____ TEXT EXCERPT

Saturday, March 8, 2008

TO WHERE IS THE INDIAN IT INDUSTRY HEADING?


Release 2.0: The Bangalore Imperative
250 pages
Fiction



Spanning from January 2005 to December 2008 and set in the continents of Asia, America, Africa and Europe, Release 2.0 is an interesting science fiction novel and thriller concerning the Indian IT industry. This futuristic novel explores two possible outcomes of the Indian IT industry- both utopian and dystopian. From another perspective, it also chronicles the rise of the IT industry in India and its expected future.

The current contribution of the Indian IT industry sadly mostly pertains to the services sector. The ultimate contribution of the IT industry to India as a nation is almost nothing apart from the minor revenue earned. IT work is outsourced to India because of the cheap labour the country provides. India however faces competition from Hungary, Iceland, Morocco, South Africa, Australia and New Zealand as far as outsourcing is concerned.

________

## PROBLEMS TO WORK ON:
a - According to the book review, which countries compete with India for outsourcing work?
b - Tally the lines in the entries that contain the string "tree", and give only the number.

____ RECORDS FOR THIS EXERCISE

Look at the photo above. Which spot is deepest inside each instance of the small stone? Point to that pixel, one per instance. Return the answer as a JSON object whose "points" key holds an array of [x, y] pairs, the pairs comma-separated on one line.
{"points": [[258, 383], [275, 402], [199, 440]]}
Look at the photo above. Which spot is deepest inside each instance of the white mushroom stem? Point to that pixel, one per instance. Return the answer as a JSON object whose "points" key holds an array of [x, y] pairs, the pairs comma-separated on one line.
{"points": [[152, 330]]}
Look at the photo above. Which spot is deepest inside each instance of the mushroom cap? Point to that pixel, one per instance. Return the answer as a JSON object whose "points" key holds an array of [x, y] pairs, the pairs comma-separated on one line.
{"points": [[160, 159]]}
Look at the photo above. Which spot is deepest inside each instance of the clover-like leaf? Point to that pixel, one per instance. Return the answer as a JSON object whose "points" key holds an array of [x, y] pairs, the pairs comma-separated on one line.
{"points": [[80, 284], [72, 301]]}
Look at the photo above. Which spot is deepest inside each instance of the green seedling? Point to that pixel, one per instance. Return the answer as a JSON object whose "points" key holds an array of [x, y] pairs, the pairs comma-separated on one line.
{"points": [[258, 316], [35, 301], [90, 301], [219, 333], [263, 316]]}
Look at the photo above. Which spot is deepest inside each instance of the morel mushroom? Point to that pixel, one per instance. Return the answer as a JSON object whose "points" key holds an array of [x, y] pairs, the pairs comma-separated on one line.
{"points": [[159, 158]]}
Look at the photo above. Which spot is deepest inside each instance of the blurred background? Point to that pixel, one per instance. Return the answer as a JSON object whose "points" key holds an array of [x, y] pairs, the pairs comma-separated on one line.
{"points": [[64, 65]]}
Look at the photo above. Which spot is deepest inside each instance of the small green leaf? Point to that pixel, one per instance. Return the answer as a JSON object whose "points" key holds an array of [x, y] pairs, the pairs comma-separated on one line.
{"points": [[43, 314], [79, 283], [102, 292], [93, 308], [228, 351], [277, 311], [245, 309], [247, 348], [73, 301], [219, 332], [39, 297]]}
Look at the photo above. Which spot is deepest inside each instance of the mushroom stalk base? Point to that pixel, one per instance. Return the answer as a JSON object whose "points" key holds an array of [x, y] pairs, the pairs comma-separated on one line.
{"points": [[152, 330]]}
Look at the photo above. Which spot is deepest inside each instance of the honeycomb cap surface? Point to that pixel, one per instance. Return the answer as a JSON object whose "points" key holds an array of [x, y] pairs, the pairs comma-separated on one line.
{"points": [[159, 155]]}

________
____ RECORDS FOR THIS EXERCISE

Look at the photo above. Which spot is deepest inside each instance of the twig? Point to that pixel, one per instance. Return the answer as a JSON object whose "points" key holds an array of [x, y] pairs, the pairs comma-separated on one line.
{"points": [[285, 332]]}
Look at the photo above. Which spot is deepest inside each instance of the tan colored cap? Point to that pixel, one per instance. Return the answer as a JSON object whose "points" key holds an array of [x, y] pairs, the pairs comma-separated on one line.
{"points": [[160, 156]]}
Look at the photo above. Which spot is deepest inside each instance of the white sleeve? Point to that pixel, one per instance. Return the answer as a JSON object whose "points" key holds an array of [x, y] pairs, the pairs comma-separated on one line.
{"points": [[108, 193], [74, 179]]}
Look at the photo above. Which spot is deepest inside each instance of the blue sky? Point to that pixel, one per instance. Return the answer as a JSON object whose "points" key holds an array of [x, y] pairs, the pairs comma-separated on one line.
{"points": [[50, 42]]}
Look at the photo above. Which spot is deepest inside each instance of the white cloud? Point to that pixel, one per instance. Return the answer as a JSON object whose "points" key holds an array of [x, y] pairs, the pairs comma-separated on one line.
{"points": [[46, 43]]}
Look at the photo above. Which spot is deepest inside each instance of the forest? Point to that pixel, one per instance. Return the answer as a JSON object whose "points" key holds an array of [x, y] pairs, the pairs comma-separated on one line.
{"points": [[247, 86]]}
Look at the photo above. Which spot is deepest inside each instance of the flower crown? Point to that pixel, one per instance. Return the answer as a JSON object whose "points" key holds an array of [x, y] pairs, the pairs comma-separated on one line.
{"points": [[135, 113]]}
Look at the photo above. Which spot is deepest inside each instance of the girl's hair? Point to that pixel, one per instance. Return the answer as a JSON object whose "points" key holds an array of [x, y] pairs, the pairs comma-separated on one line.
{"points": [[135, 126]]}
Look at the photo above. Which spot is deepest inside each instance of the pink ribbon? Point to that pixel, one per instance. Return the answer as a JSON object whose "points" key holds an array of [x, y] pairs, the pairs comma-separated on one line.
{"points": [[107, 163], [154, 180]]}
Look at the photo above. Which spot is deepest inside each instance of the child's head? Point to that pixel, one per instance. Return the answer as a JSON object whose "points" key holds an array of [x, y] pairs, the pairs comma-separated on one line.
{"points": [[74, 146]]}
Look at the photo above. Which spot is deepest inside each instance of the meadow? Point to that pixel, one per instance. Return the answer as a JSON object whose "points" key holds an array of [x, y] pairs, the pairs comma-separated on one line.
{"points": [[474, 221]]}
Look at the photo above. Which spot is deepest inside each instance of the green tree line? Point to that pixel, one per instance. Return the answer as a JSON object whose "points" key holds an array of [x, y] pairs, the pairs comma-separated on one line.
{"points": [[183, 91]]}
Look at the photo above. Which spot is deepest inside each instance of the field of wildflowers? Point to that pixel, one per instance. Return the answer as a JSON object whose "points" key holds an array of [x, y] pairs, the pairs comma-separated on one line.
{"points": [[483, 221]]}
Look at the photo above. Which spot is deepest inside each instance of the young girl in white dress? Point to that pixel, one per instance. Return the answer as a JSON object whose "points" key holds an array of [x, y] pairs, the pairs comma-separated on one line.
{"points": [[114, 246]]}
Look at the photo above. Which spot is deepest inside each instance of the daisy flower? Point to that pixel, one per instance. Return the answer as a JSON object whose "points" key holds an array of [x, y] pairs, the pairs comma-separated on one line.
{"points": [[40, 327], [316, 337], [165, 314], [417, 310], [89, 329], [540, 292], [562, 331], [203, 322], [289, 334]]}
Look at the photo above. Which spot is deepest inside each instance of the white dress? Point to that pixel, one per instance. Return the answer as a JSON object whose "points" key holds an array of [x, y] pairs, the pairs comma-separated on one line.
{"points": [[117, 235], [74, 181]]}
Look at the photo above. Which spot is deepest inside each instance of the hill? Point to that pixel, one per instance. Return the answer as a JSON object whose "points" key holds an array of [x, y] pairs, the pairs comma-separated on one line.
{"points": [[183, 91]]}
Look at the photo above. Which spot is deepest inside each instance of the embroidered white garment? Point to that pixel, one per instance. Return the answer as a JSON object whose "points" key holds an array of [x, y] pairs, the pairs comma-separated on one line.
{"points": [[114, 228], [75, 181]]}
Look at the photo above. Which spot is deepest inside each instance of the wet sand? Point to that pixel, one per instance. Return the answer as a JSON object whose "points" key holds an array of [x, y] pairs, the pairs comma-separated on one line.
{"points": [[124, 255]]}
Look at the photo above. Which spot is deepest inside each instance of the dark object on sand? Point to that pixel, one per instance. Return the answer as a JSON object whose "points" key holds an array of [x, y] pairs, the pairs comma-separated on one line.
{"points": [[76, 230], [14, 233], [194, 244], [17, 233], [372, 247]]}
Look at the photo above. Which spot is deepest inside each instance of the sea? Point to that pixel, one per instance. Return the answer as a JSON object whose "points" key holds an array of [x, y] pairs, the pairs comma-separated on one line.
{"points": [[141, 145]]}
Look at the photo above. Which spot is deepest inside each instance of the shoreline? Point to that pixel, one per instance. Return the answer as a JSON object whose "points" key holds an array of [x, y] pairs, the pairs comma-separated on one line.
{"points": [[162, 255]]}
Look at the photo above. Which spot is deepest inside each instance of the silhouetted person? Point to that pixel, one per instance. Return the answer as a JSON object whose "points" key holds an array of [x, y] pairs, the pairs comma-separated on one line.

________
____ RECORDS FOR THIS EXERCISE

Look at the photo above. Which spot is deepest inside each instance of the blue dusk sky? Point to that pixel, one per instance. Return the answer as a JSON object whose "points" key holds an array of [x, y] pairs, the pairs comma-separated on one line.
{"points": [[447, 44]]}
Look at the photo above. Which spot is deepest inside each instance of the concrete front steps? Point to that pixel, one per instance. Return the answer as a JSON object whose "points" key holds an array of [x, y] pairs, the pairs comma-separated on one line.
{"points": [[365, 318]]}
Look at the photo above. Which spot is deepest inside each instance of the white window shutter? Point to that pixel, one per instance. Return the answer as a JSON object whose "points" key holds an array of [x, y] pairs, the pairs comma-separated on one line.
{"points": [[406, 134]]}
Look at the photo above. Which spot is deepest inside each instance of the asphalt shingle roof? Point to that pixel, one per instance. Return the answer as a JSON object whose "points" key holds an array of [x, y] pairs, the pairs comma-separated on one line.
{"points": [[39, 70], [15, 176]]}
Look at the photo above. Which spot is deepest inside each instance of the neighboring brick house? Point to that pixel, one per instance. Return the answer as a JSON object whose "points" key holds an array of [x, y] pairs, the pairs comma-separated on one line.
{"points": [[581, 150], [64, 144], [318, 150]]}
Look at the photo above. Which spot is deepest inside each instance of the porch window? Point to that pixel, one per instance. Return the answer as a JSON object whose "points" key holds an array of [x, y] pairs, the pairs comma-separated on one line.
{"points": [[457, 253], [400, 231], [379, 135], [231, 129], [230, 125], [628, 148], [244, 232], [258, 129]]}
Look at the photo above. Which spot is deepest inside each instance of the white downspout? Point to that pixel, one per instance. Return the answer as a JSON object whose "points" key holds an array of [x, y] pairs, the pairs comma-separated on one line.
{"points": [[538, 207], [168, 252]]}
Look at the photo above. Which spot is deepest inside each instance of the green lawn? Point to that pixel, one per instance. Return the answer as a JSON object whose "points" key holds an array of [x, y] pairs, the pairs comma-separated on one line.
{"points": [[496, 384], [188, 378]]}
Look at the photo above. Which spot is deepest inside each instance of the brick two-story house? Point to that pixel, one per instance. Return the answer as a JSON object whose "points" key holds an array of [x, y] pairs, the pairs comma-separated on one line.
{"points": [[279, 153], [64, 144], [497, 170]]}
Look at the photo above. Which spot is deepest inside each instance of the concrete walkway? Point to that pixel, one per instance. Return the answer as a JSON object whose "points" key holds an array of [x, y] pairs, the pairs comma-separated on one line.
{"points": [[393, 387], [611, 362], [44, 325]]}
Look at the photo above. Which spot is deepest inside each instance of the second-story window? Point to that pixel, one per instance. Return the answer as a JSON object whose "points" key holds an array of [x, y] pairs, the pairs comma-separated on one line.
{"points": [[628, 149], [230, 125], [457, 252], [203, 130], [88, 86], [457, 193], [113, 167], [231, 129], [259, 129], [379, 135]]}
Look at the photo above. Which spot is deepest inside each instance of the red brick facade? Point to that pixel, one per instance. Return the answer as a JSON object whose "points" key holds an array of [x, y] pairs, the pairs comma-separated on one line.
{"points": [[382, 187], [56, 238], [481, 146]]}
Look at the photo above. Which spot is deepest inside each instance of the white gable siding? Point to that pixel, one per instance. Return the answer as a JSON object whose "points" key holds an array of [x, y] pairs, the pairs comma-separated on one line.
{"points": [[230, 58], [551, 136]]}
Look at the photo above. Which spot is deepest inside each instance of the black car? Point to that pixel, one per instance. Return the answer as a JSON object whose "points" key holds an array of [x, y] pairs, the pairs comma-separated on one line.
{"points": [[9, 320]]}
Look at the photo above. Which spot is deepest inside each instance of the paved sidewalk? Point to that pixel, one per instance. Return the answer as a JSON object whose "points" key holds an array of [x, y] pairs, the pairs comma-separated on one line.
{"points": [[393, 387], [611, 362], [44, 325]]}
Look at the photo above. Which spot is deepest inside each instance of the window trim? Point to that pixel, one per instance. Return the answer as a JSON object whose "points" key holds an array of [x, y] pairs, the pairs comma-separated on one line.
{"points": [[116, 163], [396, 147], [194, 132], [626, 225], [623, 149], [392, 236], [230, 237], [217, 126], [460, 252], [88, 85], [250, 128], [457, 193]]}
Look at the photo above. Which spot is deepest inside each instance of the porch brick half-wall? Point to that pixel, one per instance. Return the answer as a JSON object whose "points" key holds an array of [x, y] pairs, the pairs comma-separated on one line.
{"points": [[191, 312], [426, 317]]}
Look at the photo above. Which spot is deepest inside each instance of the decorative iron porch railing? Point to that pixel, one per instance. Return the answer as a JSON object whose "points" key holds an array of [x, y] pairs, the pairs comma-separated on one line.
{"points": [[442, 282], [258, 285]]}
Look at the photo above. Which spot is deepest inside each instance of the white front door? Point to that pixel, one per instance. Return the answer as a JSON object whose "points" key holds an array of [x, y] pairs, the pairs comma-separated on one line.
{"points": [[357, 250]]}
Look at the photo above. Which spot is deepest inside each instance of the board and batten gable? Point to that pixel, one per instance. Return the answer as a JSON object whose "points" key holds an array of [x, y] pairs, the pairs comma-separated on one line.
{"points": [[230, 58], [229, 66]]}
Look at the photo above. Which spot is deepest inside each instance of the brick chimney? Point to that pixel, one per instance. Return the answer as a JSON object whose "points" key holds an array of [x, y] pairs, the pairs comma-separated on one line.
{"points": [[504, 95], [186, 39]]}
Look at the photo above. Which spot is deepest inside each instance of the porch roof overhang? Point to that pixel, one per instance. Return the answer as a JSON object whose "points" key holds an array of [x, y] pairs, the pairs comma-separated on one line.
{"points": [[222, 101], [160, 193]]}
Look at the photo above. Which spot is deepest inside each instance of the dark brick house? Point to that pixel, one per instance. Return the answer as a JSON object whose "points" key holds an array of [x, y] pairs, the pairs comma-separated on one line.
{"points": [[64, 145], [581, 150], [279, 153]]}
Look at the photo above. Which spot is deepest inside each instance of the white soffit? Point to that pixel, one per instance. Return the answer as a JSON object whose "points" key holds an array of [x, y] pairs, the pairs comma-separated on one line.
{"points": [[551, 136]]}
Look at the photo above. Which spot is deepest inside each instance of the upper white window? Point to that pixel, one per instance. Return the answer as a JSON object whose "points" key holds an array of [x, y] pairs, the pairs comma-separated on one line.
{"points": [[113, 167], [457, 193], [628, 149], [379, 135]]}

________

## THE REPLIES:
a - Hungary, Iceland, Morocco, South Africa, Australia and New Zealand.

b - 1